(Labeled area outline entries)
════════
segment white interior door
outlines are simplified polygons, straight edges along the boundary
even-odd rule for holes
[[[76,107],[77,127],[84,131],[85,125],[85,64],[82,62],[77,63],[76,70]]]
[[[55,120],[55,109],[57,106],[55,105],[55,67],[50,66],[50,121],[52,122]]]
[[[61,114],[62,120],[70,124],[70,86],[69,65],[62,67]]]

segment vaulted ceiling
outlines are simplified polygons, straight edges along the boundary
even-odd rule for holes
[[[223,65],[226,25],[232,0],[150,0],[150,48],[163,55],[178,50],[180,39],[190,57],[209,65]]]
════════
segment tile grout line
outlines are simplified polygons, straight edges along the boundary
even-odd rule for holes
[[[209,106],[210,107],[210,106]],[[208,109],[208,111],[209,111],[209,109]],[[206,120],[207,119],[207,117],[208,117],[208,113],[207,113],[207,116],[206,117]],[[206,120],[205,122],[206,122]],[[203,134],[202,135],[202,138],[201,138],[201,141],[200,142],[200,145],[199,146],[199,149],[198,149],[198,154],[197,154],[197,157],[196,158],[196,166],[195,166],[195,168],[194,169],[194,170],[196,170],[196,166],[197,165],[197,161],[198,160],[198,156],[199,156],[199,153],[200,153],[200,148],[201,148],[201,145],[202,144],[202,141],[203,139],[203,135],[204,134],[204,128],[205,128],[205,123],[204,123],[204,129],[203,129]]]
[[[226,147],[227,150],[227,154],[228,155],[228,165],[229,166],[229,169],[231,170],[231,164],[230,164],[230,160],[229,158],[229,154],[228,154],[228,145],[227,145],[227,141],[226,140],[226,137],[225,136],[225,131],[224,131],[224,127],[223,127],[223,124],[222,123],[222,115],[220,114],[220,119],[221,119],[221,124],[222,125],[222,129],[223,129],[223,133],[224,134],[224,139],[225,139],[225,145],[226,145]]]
════════
- _Goal_: Edit the stretch from the line containing "segment white interior door" through the line containing "[[[61,114],[62,120],[70,124],[70,86],[69,65],[62,67]]]" so that "white" becomes "gray", and give those lines back with nothing else changed.

- _Task response_:
segment gray interior door
outlines are simplified polygons, straight edges along the boundary
even-odd rule for holes
[[[76,107],[77,127],[84,131],[85,125],[85,64],[82,62],[77,63],[76,70]]]
[[[55,120],[55,109],[57,106],[55,105],[55,67],[50,66],[50,121],[52,122]]]
[[[61,114],[62,120],[70,124],[70,86],[69,65],[62,67]]]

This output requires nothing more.